What to do ▸ Collect each line of the material below that contains the string "background" and copy those lines in full. Case counts, so match only that exact capitalization.

Records provided ▸

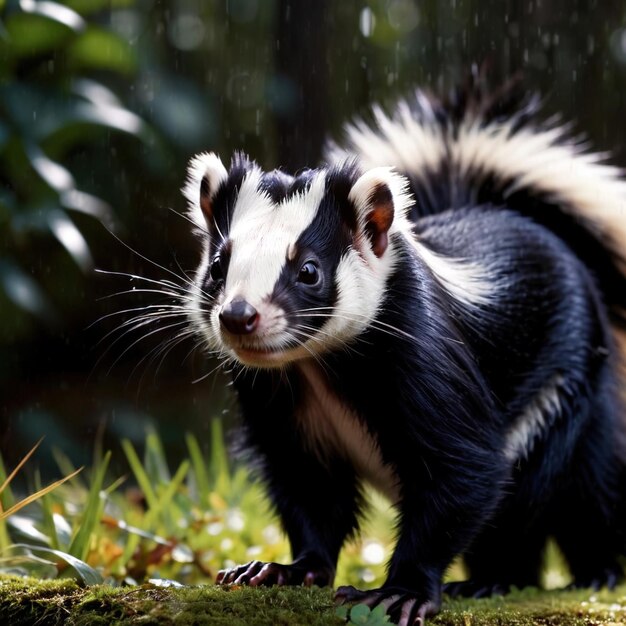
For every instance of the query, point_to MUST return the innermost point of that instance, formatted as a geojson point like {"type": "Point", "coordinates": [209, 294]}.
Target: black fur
{"type": "Point", "coordinates": [440, 393]}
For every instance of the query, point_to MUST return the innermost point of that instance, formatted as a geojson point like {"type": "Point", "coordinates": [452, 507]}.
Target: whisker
{"type": "Point", "coordinates": [143, 337]}
{"type": "Point", "coordinates": [145, 258]}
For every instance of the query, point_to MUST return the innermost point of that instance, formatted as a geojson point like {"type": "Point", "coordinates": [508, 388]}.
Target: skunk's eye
{"type": "Point", "coordinates": [309, 273]}
{"type": "Point", "coordinates": [216, 271]}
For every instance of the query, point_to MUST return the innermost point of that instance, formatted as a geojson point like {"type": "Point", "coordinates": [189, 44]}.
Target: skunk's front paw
{"type": "Point", "coordinates": [404, 606]}
{"type": "Point", "coordinates": [258, 573]}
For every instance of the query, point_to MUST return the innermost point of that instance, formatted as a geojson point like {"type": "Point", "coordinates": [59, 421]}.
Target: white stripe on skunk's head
{"type": "Point", "coordinates": [292, 267]}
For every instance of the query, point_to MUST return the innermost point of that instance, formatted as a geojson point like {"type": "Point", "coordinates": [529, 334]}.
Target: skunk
{"type": "Point", "coordinates": [437, 311]}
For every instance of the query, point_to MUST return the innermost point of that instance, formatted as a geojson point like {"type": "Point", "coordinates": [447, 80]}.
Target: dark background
{"type": "Point", "coordinates": [273, 78]}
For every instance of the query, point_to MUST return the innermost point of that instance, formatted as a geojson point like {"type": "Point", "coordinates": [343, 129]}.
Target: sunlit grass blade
{"type": "Point", "coordinates": [142, 478]}
{"type": "Point", "coordinates": [49, 527]}
{"type": "Point", "coordinates": [79, 546]}
{"type": "Point", "coordinates": [35, 496]}
{"type": "Point", "coordinates": [7, 499]}
{"type": "Point", "coordinates": [19, 466]}
{"type": "Point", "coordinates": [67, 468]}
{"type": "Point", "coordinates": [155, 461]}
{"type": "Point", "coordinates": [219, 468]}
{"type": "Point", "coordinates": [199, 467]}
{"type": "Point", "coordinates": [162, 503]}
{"type": "Point", "coordinates": [85, 572]}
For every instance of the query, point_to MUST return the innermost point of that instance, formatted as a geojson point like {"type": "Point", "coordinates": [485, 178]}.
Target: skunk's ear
{"type": "Point", "coordinates": [205, 175]}
{"type": "Point", "coordinates": [373, 199]}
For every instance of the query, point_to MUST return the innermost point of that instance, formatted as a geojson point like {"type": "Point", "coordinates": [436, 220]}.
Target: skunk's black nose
{"type": "Point", "coordinates": [239, 317]}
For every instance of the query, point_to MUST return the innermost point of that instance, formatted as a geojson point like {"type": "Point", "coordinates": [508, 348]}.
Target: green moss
{"type": "Point", "coordinates": [29, 601]}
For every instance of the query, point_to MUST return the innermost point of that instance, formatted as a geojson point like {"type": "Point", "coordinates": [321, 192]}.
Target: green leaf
{"type": "Point", "coordinates": [86, 7]}
{"type": "Point", "coordinates": [70, 238]}
{"type": "Point", "coordinates": [359, 614]}
{"type": "Point", "coordinates": [55, 12]}
{"type": "Point", "coordinates": [86, 573]}
{"type": "Point", "coordinates": [24, 292]}
{"type": "Point", "coordinates": [79, 546]}
{"type": "Point", "coordinates": [31, 34]}
{"type": "Point", "coordinates": [98, 49]}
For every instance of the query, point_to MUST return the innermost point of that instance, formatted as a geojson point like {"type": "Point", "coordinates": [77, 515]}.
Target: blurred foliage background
{"type": "Point", "coordinates": [102, 103]}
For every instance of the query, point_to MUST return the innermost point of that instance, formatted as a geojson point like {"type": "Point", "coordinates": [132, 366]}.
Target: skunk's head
{"type": "Point", "coordinates": [292, 266]}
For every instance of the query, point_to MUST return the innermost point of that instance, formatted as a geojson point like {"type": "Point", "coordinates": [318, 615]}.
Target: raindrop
{"type": "Point", "coordinates": [186, 31]}
{"type": "Point", "coordinates": [367, 22]}
{"type": "Point", "coordinates": [403, 15]}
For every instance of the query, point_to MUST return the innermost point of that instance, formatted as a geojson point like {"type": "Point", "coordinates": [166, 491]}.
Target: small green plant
{"type": "Point", "coordinates": [157, 523]}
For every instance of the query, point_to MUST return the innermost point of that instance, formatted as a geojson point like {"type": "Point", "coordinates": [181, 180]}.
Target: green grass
{"type": "Point", "coordinates": [182, 523]}
{"type": "Point", "coordinates": [29, 601]}
{"type": "Point", "coordinates": [140, 533]}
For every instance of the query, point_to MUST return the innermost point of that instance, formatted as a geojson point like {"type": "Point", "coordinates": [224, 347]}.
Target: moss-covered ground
{"type": "Point", "coordinates": [42, 603]}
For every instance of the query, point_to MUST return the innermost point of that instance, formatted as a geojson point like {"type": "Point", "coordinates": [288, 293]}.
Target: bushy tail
{"type": "Point", "coordinates": [474, 148]}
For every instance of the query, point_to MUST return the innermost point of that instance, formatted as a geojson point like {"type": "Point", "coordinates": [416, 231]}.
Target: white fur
{"type": "Point", "coordinates": [261, 234]}
{"type": "Point", "coordinates": [204, 164]}
{"type": "Point", "coordinates": [402, 142]}
{"type": "Point", "coordinates": [534, 421]}
{"type": "Point", "coordinates": [543, 160]}
{"type": "Point", "coordinates": [332, 427]}
{"type": "Point", "coordinates": [547, 163]}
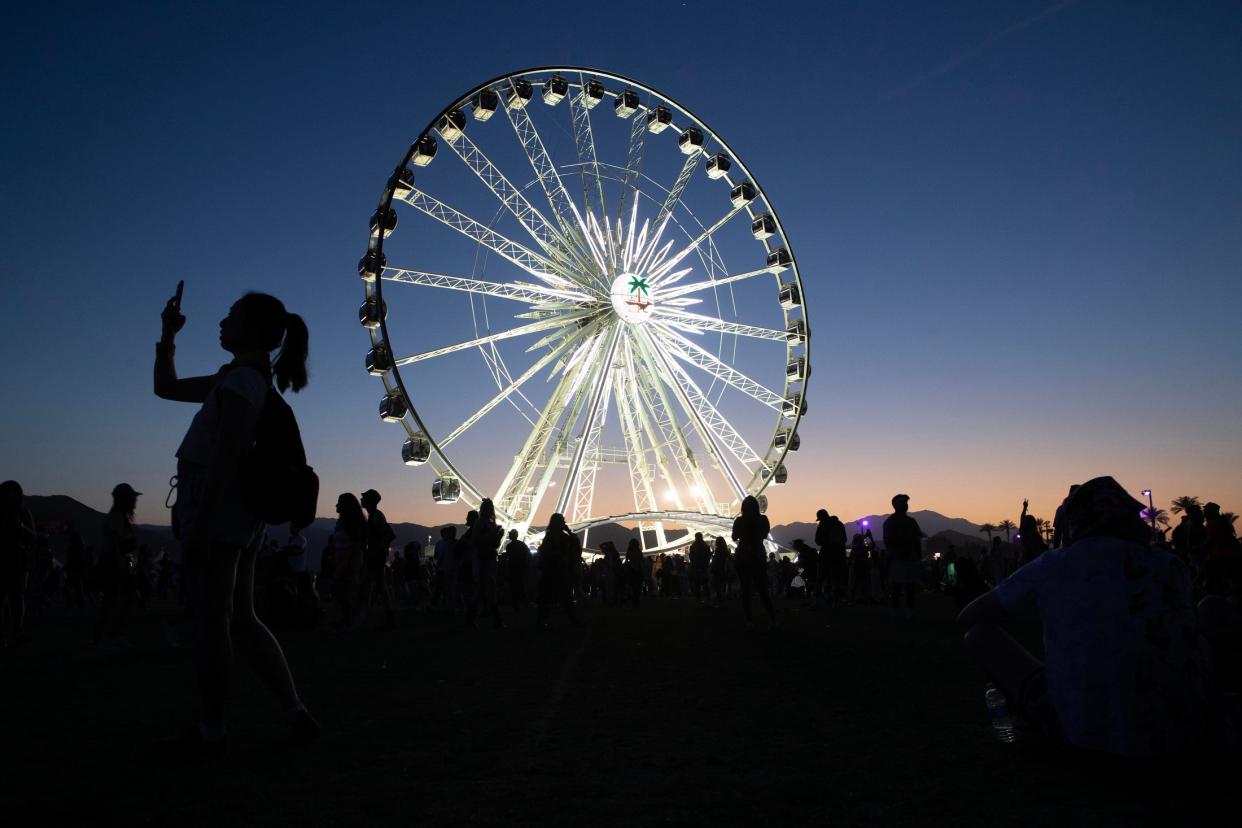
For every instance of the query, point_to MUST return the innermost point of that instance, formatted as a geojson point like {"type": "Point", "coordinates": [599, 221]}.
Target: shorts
{"type": "Point", "coordinates": [235, 525]}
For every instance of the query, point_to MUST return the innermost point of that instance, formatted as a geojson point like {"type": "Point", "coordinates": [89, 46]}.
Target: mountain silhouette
{"type": "Point", "coordinates": [61, 514]}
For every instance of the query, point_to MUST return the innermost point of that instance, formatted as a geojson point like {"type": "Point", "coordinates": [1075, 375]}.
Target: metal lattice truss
{"type": "Point", "coordinates": [596, 287]}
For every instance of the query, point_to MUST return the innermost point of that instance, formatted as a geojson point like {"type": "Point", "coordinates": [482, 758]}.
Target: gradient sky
{"type": "Point", "coordinates": [1019, 224]}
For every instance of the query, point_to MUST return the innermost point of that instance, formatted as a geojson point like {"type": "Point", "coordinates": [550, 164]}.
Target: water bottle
{"type": "Point", "coordinates": [997, 710]}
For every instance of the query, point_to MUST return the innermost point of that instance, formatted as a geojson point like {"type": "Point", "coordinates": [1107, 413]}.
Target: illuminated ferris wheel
{"type": "Point", "coordinates": [590, 308]}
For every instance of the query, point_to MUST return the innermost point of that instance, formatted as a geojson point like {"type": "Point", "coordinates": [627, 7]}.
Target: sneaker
{"type": "Point", "coordinates": [303, 729]}
{"type": "Point", "coordinates": [190, 746]}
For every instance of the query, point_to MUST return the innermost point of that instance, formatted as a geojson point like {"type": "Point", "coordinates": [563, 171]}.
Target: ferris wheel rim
{"type": "Point", "coordinates": [380, 334]}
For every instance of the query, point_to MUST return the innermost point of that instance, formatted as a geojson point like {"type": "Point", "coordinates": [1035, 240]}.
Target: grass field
{"type": "Point", "coordinates": [675, 714]}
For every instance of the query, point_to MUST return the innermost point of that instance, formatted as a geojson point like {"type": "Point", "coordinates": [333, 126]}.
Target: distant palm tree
{"type": "Point", "coordinates": [1156, 515]}
{"type": "Point", "coordinates": [1184, 503]}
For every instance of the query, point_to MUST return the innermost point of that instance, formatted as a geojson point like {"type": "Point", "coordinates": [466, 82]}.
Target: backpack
{"type": "Point", "coordinates": [276, 482]}
{"type": "Point", "coordinates": [836, 533]}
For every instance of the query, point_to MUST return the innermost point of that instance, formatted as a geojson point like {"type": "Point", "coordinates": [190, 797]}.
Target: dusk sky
{"type": "Point", "coordinates": [1019, 226]}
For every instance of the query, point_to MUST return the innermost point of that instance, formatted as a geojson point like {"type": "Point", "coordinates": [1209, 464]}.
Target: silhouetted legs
{"type": "Point", "coordinates": [225, 592]}
{"type": "Point", "coordinates": [1005, 661]}
{"type": "Point", "coordinates": [754, 582]}
{"type": "Point", "coordinates": [555, 587]}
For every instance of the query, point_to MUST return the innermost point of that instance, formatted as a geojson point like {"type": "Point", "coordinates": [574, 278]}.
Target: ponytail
{"type": "Point", "coordinates": [291, 363]}
{"type": "Point", "coordinates": [273, 327]}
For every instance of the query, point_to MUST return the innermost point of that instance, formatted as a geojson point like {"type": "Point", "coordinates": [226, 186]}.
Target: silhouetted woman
{"type": "Point", "coordinates": [16, 541]}
{"type": "Point", "coordinates": [114, 570]}
{"type": "Point", "coordinates": [720, 570]}
{"type": "Point", "coordinates": [219, 533]}
{"type": "Point", "coordinates": [558, 555]}
{"type": "Point", "coordinates": [634, 570]}
{"type": "Point", "coordinates": [486, 538]}
{"type": "Point", "coordinates": [348, 549]}
{"type": "Point", "coordinates": [749, 530]}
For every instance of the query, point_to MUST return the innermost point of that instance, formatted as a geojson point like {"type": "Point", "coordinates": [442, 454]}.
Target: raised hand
{"type": "Point", "coordinates": [172, 319]}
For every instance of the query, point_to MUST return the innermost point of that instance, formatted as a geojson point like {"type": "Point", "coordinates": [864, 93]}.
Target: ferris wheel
{"type": "Point", "coordinates": [590, 308]}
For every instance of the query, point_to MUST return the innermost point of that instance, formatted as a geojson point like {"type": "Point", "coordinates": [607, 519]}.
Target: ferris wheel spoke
{"type": "Point", "coordinates": [517, 291]}
{"type": "Point", "coordinates": [694, 287]}
{"type": "Point", "coordinates": [696, 322]}
{"type": "Point", "coordinates": [711, 426]}
{"type": "Point", "coordinates": [657, 412]}
{"type": "Point", "coordinates": [584, 140]}
{"type": "Point", "coordinates": [517, 493]}
{"type": "Point", "coordinates": [632, 158]}
{"type": "Point", "coordinates": [701, 358]}
{"type": "Point", "coordinates": [636, 454]}
{"type": "Point", "coordinates": [641, 478]}
{"type": "Point", "coordinates": [544, 169]}
{"type": "Point", "coordinates": [662, 266]}
{"type": "Point", "coordinates": [714, 421]}
{"type": "Point", "coordinates": [550, 356]}
{"type": "Point", "coordinates": [560, 320]}
{"type": "Point", "coordinates": [594, 411]}
{"type": "Point", "coordinates": [675, 193]}
{"type": "Point", "coordinates": [533, 263]}
{"type": "Point", "coordinates": [508, 195]}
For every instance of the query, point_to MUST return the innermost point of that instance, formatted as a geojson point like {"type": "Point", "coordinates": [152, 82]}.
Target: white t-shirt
{"type": "Point", "coordinates": [199, 445]}
{"type": "Point", "coordinates": [1127, 669]}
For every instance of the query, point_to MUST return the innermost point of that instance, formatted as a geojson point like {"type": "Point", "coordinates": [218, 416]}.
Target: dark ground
{"type": "Point", "coordinates": [672, 715]}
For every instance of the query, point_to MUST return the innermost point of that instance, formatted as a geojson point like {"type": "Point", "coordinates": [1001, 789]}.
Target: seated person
{"type": "Point", "coordinates": [1127, 670]}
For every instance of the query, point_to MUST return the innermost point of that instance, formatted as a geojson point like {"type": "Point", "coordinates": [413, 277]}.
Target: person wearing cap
{"type": "Point", "coordinates": [379, 536]}
{"type": "Point", "coordinates": [903, 539]}
{"type": "Point", "coordinates": [114, 570]}
{"type": "Point", "coordinates": [1125, 669]}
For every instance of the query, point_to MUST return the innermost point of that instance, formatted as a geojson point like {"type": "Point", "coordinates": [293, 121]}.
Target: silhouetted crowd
{"type": "Point", "coordinates": [1142, 625]}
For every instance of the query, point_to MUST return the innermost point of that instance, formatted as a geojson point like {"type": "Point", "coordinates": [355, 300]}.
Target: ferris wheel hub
{"type": "Point", "coordinates": [632, 298]}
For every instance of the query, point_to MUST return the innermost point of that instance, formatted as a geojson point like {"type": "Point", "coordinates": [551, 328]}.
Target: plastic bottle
{"type": "Point", "coordinates": [997, 710]}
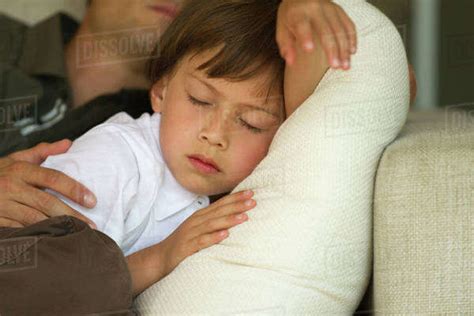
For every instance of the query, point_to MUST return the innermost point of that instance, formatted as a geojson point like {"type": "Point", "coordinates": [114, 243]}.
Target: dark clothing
{"type": "Point", "coordinates": [35, 97]}
{"type": "Point", "coordinates": [78, 121]}
{"type": "Point", "coordinates": [61, 266]}
{"type": "Point", "coordinates": [34, 91]}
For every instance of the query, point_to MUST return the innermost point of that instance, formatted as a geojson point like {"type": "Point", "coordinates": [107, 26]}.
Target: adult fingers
{"type": "Point", "coordinates": [48, 204]}
{"type": "Point", "coordinates": [22, 214]}
{"type": "Point", "coordinates": [341, 35]}
{"type": "Point", "coordinates": [350, 28]}
{"type": "Point", "coordinates": [39, 153]}
{"type": "Point", "coordinates": [204, 241]}
{"type": "Point", "coordinates": [304, 34]}
{"type": "Point", "coordinates": [55, 181]}
{"type": "Point", "coordinates": [6, 222]}
{"type": "Point", "coordinates": [328, 41]}
{"type": "Point", "coordinates": [284, 39]}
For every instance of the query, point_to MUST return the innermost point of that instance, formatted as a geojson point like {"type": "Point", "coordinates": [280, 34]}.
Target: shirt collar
{"type": "Point", "coordinates": [43, 50]}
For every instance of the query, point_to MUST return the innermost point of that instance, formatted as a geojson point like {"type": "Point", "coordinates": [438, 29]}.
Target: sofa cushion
{"type": "Point", "coordinates": [307, 245]}
{"type": "Point", "coordinates": [423, 217]}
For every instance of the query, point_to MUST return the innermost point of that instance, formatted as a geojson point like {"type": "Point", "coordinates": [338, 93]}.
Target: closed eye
{"type": "Point", "coordinates": [196, 101]}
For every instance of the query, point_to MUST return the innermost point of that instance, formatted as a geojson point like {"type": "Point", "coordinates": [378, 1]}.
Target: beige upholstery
{"type": "Point", "coordinates": [424, 218]}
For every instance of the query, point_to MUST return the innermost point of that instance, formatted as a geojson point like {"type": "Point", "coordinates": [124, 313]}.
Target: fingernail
{"type": "Point", "coordinates": [248, 193]}
{"type": "Point", "coordinates": [249, 202]}
{"type": "Point", "coordinates": [90, 200]}
{"type": "Point", "coordinates": [240, 217]}
{"type": "Point", "coordinates": [309, 45]}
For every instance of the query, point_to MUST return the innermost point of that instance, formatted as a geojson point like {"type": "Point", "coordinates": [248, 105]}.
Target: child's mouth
{"type": "Point", "coordinates": [202, 166]}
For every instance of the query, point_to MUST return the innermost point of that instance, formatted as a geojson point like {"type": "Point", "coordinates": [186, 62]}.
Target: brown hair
{"type": "Point", "coordinates": [243, 31]}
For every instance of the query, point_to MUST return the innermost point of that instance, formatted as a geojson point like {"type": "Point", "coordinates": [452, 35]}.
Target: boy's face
{"type": "Point", "coordinates": [208, 118]}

The response ▸
Target: dark background
Target: blurred foliage background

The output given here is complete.